PROBLEM REQUIREMENTS: Please filter the entries below and copy each line that contains the word "negative". Treat the match as case-sensitive.

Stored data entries
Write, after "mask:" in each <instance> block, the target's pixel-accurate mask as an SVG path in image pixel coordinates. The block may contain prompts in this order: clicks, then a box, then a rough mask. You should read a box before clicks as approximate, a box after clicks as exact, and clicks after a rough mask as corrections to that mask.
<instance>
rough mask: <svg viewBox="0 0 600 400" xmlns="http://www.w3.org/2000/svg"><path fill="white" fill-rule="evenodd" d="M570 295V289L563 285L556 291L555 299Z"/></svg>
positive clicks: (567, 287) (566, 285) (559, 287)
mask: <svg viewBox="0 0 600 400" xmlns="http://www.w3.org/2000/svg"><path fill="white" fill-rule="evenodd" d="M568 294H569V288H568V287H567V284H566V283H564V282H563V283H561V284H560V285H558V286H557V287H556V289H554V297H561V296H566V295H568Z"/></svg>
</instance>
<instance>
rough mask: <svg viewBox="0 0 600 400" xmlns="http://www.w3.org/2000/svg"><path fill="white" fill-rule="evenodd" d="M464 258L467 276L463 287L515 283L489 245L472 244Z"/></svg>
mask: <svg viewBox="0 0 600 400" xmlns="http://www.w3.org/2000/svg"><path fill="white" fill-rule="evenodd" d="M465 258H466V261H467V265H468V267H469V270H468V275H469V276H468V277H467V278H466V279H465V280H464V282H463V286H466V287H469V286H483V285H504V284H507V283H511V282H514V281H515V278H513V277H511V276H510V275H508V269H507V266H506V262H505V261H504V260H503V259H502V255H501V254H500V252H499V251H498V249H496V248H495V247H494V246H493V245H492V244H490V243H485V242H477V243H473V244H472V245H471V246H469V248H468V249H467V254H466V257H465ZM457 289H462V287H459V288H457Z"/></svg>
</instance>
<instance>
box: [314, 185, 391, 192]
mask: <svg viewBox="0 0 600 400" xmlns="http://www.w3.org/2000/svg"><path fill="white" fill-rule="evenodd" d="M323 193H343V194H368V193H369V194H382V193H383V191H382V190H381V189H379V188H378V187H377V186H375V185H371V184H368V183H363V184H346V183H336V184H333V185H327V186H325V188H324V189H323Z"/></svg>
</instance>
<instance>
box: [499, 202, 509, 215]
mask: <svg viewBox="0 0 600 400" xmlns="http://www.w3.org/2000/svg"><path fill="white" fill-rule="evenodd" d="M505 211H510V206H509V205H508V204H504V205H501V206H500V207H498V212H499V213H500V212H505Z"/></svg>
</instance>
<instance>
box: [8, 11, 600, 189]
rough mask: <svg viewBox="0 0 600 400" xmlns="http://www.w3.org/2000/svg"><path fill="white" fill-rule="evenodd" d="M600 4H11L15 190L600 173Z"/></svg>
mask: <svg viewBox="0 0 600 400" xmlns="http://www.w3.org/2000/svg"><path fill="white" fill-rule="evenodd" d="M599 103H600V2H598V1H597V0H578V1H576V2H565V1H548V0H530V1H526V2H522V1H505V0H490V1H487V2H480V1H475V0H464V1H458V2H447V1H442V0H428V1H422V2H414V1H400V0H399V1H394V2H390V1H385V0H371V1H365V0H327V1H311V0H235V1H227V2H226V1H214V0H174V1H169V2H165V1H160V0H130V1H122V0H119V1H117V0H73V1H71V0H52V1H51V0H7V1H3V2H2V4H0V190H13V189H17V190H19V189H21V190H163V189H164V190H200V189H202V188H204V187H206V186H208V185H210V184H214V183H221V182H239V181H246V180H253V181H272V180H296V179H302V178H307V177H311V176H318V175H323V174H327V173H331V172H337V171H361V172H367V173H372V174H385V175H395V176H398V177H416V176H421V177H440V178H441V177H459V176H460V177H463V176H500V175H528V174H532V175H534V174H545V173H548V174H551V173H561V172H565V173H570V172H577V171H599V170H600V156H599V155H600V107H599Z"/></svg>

* * *

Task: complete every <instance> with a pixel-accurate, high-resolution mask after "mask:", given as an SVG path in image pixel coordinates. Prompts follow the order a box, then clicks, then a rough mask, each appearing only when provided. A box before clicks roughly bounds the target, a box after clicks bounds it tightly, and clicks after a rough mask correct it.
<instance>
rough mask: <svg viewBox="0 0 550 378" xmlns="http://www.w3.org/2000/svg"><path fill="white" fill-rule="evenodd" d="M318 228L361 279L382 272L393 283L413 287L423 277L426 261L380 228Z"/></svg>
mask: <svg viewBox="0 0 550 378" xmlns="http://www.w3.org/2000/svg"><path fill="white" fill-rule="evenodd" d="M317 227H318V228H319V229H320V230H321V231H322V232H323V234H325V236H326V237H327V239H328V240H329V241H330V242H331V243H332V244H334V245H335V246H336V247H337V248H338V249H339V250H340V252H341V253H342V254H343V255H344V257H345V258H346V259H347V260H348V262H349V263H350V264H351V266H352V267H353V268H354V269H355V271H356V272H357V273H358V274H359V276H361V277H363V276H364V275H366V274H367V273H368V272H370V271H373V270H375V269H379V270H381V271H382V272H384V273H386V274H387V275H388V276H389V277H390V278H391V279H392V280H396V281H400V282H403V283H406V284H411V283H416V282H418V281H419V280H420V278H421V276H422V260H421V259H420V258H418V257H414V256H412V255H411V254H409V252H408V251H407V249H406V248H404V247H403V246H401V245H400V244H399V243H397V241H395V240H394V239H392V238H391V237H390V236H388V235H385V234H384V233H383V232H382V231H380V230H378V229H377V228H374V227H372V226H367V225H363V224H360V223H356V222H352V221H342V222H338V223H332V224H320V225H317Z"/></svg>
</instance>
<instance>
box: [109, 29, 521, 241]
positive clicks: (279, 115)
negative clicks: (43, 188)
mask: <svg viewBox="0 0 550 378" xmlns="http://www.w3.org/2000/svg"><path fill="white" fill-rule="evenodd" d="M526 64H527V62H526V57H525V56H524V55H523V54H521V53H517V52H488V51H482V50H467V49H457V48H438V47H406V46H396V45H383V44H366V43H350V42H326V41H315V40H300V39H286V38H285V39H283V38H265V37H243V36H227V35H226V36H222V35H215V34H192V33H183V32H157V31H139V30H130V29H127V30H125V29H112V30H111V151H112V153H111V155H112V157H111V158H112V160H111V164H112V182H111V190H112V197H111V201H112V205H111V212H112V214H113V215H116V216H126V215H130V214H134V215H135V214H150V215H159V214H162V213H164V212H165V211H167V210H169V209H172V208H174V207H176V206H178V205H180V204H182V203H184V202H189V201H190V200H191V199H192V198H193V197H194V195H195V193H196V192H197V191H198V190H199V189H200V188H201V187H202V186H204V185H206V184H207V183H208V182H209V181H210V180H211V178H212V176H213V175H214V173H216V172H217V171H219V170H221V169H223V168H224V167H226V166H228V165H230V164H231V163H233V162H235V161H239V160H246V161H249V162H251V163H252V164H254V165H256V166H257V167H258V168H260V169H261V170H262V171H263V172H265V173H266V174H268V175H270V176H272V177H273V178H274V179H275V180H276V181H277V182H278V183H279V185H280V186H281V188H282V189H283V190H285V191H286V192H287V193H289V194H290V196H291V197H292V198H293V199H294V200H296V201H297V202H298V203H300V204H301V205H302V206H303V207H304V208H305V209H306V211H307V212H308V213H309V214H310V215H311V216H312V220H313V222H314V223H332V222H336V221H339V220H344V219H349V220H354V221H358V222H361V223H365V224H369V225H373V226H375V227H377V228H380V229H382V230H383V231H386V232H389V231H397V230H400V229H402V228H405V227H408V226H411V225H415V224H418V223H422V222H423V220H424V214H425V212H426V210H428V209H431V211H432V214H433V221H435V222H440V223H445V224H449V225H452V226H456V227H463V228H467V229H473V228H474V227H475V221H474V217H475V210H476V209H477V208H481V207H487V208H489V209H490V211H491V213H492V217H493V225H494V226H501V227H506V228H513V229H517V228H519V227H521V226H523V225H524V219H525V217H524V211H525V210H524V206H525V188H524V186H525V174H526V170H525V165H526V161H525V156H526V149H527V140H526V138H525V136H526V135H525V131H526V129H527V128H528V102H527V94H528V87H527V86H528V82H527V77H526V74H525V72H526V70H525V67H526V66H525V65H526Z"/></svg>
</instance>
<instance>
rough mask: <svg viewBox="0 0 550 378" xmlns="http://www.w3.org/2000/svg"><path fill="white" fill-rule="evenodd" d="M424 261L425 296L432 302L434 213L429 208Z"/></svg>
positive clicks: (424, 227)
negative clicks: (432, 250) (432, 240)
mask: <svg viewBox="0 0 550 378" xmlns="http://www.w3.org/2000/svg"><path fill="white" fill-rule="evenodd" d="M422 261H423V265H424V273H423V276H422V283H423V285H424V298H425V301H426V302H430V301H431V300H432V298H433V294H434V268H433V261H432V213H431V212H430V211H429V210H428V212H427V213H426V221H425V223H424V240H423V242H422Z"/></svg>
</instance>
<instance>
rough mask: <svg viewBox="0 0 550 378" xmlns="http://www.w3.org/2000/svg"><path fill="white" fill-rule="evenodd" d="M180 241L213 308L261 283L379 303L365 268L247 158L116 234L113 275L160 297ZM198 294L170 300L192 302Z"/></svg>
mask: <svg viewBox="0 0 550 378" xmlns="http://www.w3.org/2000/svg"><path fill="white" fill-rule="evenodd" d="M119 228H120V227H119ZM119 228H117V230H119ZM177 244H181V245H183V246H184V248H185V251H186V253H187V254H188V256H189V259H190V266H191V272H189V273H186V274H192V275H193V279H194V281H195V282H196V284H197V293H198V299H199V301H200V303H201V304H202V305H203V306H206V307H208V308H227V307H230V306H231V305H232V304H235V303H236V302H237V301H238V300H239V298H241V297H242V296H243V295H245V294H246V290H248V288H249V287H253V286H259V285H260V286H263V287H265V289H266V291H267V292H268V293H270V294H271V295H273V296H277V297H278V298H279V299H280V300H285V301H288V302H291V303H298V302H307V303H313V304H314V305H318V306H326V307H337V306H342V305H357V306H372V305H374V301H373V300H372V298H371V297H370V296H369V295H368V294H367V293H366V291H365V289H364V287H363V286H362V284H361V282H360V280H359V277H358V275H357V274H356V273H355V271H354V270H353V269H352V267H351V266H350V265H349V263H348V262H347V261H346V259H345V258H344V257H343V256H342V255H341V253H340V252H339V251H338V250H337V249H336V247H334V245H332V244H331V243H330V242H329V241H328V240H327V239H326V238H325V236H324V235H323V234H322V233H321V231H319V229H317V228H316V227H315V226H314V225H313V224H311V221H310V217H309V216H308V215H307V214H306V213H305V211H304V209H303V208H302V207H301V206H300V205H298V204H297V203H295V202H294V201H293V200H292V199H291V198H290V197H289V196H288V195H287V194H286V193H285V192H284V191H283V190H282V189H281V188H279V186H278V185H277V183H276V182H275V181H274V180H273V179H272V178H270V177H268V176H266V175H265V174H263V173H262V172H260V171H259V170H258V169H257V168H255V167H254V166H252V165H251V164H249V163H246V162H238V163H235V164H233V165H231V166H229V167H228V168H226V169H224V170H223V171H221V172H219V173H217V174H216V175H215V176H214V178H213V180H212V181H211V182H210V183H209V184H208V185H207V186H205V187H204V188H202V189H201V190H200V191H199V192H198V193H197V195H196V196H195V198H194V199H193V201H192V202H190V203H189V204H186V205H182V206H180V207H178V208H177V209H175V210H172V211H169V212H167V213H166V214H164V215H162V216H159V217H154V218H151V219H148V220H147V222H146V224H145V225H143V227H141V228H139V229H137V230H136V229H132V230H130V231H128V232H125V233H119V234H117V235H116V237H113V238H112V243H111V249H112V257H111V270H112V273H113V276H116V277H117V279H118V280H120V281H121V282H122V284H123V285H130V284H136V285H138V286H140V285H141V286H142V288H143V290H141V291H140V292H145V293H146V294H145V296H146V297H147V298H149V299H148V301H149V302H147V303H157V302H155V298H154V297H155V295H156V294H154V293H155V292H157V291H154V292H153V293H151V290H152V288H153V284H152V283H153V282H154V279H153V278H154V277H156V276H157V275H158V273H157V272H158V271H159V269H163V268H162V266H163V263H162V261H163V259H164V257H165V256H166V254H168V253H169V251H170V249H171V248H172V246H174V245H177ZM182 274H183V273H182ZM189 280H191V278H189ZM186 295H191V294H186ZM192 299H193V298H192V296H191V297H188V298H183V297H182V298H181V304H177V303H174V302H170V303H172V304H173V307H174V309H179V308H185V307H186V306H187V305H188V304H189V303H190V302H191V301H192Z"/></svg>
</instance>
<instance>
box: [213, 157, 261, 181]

RESULT OF THE TASK:
negative clicks: (43, 188)
negative clicks: (432, 250) (432, 240)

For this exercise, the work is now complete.